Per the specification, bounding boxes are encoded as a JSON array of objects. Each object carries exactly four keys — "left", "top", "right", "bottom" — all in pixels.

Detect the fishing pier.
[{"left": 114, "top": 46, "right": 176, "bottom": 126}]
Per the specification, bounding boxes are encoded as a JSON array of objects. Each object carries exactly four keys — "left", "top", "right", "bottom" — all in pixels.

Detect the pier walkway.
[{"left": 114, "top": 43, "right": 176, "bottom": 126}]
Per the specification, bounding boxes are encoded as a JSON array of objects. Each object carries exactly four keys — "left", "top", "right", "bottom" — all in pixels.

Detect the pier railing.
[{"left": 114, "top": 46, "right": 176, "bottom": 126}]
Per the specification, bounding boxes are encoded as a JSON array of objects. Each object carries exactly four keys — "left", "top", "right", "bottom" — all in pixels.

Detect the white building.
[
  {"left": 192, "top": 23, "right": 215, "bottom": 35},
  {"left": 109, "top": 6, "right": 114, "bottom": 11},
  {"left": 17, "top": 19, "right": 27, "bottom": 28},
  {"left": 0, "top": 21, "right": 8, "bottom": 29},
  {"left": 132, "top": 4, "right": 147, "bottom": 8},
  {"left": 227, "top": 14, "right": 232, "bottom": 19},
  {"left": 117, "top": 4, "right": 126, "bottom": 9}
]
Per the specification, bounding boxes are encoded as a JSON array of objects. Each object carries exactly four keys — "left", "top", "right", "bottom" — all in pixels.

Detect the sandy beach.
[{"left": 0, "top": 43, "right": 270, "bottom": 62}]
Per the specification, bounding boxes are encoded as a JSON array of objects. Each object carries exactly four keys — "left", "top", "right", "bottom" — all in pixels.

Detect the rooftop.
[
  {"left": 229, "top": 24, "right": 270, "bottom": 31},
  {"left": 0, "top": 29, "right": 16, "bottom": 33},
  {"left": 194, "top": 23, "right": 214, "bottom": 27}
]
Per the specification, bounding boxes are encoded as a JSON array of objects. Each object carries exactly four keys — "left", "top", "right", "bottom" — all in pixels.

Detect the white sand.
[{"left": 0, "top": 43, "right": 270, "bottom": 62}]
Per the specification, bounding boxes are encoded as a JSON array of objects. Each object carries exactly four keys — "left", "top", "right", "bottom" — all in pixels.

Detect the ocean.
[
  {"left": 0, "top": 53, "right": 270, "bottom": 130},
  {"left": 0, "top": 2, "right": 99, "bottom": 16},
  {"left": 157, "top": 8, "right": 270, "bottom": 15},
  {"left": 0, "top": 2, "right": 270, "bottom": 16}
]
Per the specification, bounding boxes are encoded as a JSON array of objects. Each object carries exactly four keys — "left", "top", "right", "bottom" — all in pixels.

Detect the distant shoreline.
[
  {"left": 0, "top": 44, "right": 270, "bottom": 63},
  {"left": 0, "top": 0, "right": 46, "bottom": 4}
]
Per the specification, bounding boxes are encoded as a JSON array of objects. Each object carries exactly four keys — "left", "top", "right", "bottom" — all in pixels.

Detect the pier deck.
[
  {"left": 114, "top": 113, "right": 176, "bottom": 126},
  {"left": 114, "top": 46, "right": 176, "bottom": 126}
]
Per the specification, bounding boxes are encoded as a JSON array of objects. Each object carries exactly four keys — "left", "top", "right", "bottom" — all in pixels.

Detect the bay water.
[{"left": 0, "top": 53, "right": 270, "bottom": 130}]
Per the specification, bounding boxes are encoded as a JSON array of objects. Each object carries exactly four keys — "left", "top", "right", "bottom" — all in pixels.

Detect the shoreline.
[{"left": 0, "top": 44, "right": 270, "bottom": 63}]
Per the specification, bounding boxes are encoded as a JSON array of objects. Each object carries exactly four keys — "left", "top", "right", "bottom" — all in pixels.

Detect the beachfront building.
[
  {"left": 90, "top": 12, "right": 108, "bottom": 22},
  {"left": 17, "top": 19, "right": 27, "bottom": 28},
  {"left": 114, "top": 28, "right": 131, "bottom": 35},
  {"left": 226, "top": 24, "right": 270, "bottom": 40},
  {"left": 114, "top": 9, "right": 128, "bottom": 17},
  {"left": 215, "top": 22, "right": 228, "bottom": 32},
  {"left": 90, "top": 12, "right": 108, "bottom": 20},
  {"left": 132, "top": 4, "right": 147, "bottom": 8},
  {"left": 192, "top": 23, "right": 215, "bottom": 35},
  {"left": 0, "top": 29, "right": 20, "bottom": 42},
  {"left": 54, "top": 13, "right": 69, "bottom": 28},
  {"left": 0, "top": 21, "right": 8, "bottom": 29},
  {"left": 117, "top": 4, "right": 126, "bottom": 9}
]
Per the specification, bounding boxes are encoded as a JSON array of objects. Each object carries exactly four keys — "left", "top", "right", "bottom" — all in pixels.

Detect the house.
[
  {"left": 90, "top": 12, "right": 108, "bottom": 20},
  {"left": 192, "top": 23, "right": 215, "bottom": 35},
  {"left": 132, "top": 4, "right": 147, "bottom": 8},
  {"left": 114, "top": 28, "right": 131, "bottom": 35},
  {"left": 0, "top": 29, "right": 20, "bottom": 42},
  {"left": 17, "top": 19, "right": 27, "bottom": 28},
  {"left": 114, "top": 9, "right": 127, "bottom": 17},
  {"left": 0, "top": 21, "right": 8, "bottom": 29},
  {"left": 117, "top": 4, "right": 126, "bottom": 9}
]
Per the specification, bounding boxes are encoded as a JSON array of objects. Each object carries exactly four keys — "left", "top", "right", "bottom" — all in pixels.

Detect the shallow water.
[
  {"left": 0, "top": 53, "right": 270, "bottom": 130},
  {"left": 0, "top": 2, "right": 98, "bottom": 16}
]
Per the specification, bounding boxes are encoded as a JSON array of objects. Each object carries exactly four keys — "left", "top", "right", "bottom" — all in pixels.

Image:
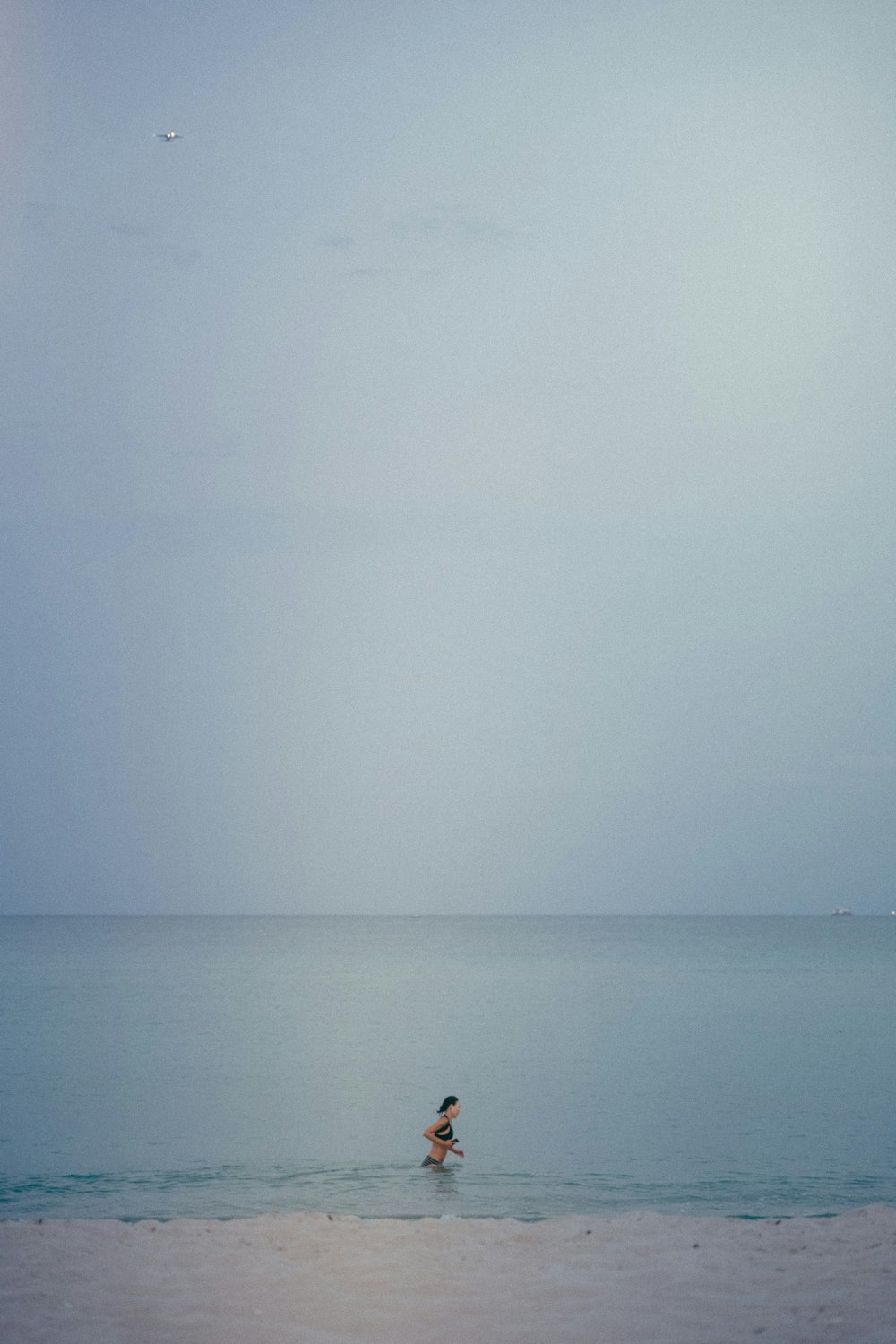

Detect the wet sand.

-- Written request --
Tally the lines in the data above that contain the string "shoreline", with case taken into account, and report only that number.

-- Response to this exercise --
2